▸ **Texte fourni**:
>>>
La somme est justifiée, ensuite, parce qu’elle évite le risque majeur qui guettait ses auteurs et autrices : devenir un catalogue. Pourquoi et comment une partie des élites africaines a-t-elle contribué à détruire les espoirs des indépendances ? D’où écrit-on l’histoire ? Qu’est-ce qui définit la « puissance » d’un État ? Comment les échanges avec le continent africain transforment-ils, en retour, les classes dirigeantes françaises ? Les questions qui traversent l’ouvrage lui donnent un sens et une épaisseur qui en font bien plus qu’un simple « dictionnaire de la Françafrique ».
Parcourir d’une traite quatre-vingts années de relations franco-africaines a une autre vertu. En mettant côte à côte pratiques des années 1950, 60 ou 70 et pratiques des années 2010, en racontant avec le même ton (accessible sans être simpliste) et la même rigueur Omar Bongo et Ziad Takieddine, Pierre Messmer et Vincent Bolloré, Hubert Védrine et Patrick Balkany, renversement de Bokassa en 1979 et sauvetage de Déby en 2019, affaires d’hier (Elf, « biens mal acquis »…) et d’aujourd’hui (Sarkozy-Kadhafi), intrigues du SDECE et de la DGSE, le livre édité par le Seuil permet de se rendre compte que rien, foncièrement, ne distingue crapuleries d’hier et d’aujourd’hui, si ce n’est notre absence de recul et une forme de naïveté voulant que les sales coups appartiennent forcément au passé.
Un tel inventaire réfute l’idée que crimes, corruptions et répressions ne seraient que des « dérives » : leur constance fait système.
<<<
▸ **Tâche a**:
Relevez chaque ligne de la liste où figure la chaîne "roof".
Le texte fourni et la liste sont indépendants l'un de l'autre.

▸ **Enregistrements fournis**:
>>>
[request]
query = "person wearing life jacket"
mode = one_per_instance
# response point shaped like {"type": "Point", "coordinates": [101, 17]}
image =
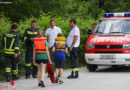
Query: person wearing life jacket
{"type": "Point", "coordinates": [60, 48]}
{"type": "Point", "coordinates": [11, 53]}
{"type": "Point", "coordinates": [73, 41]}
{"type": "Point", "coordinates": [28, 36]}
{"type": "Point", "coordinates": [41, 56]}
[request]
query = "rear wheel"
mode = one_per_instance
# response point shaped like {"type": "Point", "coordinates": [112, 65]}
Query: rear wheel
{"type": "Point", "coordinates": [91, 68]}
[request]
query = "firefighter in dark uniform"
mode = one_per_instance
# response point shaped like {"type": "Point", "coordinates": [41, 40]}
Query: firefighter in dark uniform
{"type": "Point", "coordinates": [29, 34]}
{"type": "Point", "coordinates": [11, 51]}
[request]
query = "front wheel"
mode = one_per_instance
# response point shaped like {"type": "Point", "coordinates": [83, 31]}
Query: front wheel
{"type": "Point", "coordinates": [91, 68]}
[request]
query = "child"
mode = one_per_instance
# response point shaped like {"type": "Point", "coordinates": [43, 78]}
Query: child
{"type": "Point", "coordinates": [41, 56]}
{"type": "Point", "coordinates": [60, 48]}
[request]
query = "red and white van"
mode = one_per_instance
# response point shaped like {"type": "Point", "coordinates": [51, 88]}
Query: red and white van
{"type": "Point", "coordinates": [109, 44]}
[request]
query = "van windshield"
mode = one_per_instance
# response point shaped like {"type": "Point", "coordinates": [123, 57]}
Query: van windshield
{"type": "Point", "coordinates": [113, 26]}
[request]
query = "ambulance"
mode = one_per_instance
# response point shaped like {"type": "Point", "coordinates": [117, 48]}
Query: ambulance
{"type": "Point", "coordinates": [109, 43]}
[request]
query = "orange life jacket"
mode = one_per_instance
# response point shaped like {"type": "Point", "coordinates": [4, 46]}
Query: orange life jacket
{"type": "Point", "coordinates": [40, 45]}
{"type": "Point", "coordinates": [60, 43]}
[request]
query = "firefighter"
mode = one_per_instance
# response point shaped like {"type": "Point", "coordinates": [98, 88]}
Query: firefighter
{"type": "Point", "coordinates": [11, 51]}
{"type": "Point", "coordinates": [73, 41]}
{"type": "Point", "coordinates": [28, 36]}
{"type": "Point", "coordinates": [41, 56]}
{"type": "Point", "coordinates": [60, 48]}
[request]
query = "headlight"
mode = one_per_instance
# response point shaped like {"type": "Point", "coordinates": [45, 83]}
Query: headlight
{"type": "Point", "coordinates": [126, 46]}
{"type": "Point", "coordinates": [90, 46]}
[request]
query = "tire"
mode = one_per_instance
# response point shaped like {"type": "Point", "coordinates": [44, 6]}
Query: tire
{"type": "Point", "coordinates": [91, 68]}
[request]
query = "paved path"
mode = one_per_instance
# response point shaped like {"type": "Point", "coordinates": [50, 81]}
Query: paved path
{"type": "Point", "coordinates": [106, 78]}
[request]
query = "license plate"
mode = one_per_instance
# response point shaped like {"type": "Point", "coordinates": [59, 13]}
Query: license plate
{"type": "Point", "coordinates": [107, 56]}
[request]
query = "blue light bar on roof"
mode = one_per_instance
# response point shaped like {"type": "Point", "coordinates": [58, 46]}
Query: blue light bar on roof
{"type": "Point", "coordinates": [116, 15]}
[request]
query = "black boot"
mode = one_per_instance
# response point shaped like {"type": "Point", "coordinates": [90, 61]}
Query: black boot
{"type": "Point", "coordinates": [16, 77]}
{"type": "Point", "coordinates": [8, 78]}
{"type": "Point", "coordinates": [34, 74]}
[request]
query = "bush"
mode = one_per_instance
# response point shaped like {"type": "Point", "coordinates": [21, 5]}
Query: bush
{"type": "Point", "coordinates": [43, 24]}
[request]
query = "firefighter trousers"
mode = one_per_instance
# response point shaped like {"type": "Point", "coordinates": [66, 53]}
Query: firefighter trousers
{"type": "Point", "coordinates": [29, 61]}
{"type": "Point", "coordinates": [11, 65]}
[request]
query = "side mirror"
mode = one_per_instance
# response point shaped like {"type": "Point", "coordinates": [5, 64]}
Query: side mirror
{"type": "Point", "coordinates": [89, 32]}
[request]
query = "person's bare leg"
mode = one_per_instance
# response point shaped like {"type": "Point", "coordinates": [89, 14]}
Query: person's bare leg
{"type": "Point", "coordinates": [61, 73]}
{"type": "Point", "coordinates": [43, 71]}
{"type": "Point", "coordinates": [57, 72]}
{"type": "Point", "coordinates": [39, 73]}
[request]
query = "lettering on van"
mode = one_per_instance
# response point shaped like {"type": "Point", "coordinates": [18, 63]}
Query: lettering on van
{"type": "Point", "coordinates": [103, 39]}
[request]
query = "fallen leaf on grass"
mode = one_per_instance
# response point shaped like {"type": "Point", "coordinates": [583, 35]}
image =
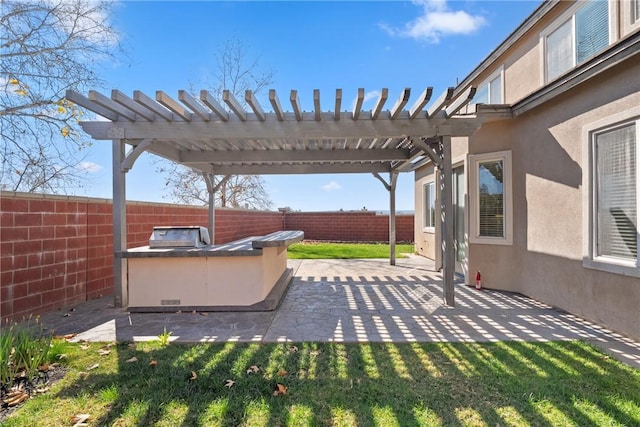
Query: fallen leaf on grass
<<<
▸ **Tâche b**:
Reproduisez toutes les phrases interrogatives du texte fourni.

▸ **Résultat obtenu a**:
query = "blue light bar on roof"
Query: blue light bar on roof

▸ **Résultat obtenu b**:
- Pourquoi et comment une partie des élites africaines a-t-elle contribué à détruire les espoirs des indépendances ?
- D’où écrit-on l’histoire ?
- Qu’est-ce qui définit la « puissance » d’un État ?
- Comment les échanges avec le continent africain transforment-ils, en retour, les classes dirigeantes françaises ?